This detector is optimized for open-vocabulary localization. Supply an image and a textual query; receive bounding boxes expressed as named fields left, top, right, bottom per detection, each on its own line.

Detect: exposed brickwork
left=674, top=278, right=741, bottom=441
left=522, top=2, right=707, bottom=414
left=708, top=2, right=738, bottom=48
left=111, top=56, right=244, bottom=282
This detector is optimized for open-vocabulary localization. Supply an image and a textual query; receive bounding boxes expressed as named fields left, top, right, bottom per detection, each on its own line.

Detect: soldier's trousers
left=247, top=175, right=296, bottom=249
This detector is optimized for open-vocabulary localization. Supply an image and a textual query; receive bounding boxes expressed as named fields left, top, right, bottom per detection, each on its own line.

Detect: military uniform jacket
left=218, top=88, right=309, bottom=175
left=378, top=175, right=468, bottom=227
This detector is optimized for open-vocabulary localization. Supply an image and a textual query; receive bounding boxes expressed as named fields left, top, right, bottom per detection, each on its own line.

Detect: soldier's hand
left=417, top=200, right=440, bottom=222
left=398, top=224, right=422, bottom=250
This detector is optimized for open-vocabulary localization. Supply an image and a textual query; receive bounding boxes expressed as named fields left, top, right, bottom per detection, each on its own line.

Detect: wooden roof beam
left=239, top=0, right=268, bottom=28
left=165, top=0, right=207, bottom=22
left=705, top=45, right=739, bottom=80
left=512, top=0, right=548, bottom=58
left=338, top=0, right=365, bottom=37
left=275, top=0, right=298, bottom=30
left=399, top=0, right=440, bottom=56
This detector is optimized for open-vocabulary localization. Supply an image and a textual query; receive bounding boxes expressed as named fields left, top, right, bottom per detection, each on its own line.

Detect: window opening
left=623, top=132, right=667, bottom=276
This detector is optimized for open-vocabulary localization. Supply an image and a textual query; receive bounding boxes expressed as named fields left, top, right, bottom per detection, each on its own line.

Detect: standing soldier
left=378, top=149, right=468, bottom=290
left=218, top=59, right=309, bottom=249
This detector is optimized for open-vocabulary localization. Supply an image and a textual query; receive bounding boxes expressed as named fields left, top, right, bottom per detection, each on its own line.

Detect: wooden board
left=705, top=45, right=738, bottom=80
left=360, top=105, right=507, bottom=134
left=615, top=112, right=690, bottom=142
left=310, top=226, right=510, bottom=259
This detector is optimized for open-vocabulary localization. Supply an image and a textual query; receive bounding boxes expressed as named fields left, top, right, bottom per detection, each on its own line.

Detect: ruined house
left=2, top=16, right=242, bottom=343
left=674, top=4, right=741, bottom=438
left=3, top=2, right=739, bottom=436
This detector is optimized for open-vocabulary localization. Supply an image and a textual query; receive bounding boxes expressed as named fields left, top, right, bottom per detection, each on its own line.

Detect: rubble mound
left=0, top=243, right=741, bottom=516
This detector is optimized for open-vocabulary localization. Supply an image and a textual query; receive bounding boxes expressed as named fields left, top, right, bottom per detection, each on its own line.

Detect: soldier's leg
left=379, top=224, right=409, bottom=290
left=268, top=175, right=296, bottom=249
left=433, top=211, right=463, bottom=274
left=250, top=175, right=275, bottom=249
***
> [Task requirements] Recast everything from the beginning of the rows down to the line containing "left=674, top=278, right=741, bottom=441", both ends included, as a JSON list of strings with one string per line and blank lines left out.

> [Solution]
[
  "This detector is optimized for open-vocabulary localization. Supply an image and a textual query; receive bounding boxes expressed as named fields left, top, right, bottom per detection, each on its own line.",
  "Detect: exposed brickwork",
  "left=674, top=278, right=741, bottom=441"
]